= Brock Report =

1934 British Parliamentary report advocating for the sterilisation of disabled people

The Brock Report or Report of the Departmental Committee on Sterilisation (1934) was a British Parliamentary report advocating for the sterilisation of disabled people.

== Context ==
In late 19th and early 20th century Britain, supporters of eugenic ideas sought to promote breeding by those they considered "fit" and control the reproduction of those they considered to be "unfit". In the United Kingdom, prominent people from different political parties and backgrounds in arts and science supported eugenic ideas and aimed to have them made into law. The Eugenics Society saw voluntary sterilisation as a key issue and campaigned hard for it to be introduced into law. Desmond King and Randall Hansen have noted that the effort to promote eugenicist ideas was driven by a privileged minority rather than electoral support.

Disabled people were often targeted as "unfit". The Idiots Act 1886 and the Mental Deficiency Act 1913 defined categories of mental disability and controlled the treatment of mentally disabled people. The Mental Deficiency Act 1913 and a prior 1912 private members' bill called the "Feeble-Minded Control Bill" rejected sterilisation but included segregation, though paragraph (e) of a draft of the bill specifically proposed to confine those "in whose case it is considered desirable in the interests of the community that they should be deprived of the opportunity of procreating children".

In 1924, the Wood Committee was created to investigate the number of "mental defectives". The committee included eugenicists. It reported in 1929 that deficiency was increasing and defined categories of people.

In 1931, Archibald Church, a Labour MP, introduced a Sterilisation Bill to the House of Commons. Carlos Blacker campaigned to support the Bill but it was defeated with 167 votes against and 89 in favour. Those against the bill said it was anti-working class.

A departmental committee on sterilisation was established soon afterwards.

··········

> TASK ITEM A
In the text about the Brock Report, how many votes were cast for and against Archibald Church's 1931 Sterilisation Bill?
> TASK ITEM B
Extend the text about the Brock Report beyond its final sentence.

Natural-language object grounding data
··········

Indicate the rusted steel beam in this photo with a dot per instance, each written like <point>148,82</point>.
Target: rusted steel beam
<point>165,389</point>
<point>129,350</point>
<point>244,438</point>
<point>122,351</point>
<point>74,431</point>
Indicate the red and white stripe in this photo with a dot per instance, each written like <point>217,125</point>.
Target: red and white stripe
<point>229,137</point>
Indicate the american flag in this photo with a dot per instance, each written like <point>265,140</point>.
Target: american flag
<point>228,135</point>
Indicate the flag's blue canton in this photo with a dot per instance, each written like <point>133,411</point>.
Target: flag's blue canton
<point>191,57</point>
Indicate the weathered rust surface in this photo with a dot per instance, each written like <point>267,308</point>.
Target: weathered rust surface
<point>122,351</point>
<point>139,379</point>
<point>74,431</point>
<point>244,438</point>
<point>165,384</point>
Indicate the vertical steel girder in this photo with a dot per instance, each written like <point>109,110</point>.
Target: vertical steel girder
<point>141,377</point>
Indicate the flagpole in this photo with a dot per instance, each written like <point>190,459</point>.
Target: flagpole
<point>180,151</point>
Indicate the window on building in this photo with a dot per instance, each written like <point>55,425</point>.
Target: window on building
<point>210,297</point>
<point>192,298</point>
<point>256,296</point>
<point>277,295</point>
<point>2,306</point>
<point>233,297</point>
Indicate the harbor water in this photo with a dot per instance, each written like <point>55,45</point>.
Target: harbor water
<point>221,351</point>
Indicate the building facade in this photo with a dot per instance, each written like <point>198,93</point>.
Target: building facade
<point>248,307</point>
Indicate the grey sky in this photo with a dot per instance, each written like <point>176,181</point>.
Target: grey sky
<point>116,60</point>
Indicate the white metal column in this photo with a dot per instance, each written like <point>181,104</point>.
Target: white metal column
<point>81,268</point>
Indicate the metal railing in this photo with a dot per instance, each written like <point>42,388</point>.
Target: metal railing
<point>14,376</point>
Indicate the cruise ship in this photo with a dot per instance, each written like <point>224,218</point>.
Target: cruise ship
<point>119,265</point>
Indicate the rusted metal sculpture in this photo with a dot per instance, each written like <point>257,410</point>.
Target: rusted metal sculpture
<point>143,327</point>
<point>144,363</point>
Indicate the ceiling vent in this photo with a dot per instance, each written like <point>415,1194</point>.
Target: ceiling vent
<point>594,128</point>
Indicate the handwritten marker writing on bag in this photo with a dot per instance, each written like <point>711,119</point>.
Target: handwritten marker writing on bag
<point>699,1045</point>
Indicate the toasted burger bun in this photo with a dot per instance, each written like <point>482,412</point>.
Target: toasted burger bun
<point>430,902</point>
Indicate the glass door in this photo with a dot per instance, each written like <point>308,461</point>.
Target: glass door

··········

> WRITTEN ANSWER A
167 against and 89 for.

> WRITTEN ANSWER B
== Committee and evidence ==
The departmental committee on sterilisation was chaired by L.G. Brock, who was Chair of the Board of Control for Lunacy and Mental Deficiency. Its members included Wilfred Trotter, A.F. Tredgold, Ronald A. Fisher, Ruth Darwin, Ralph Henry Crowley, E.O. Lewis, E.W. Adams and Bertrand Dawson. F. Chanter was secretary. Crowley, Tredgold and Lewis had been involved in the earlier Wood Committee.

Brock was, by his own admission, biased in favour of eugenics from the outset and was given power to select the committee, thus shaping its views.

The committee heard evidence from 60 witnesses and held 36 meetings to consider this and evidence from reports and statistics. Of the 60 witnesses interviewed by the committee, only 3 were opposed in principle to the idea of sterilising people who were mentally disabled.

A London County Council survey into inheritance of "defect" was an influential piece of evidence considered by the committee.

== Report ==
The Report concluded that 'allowing and even encouraging mentally defective and mentally disordered patients' to be sterilised was a desirable approach, and that the scope of sterilisation should also be extended to people with physical disabilities. Its conclusions were described as the "unanimous" view of the committee.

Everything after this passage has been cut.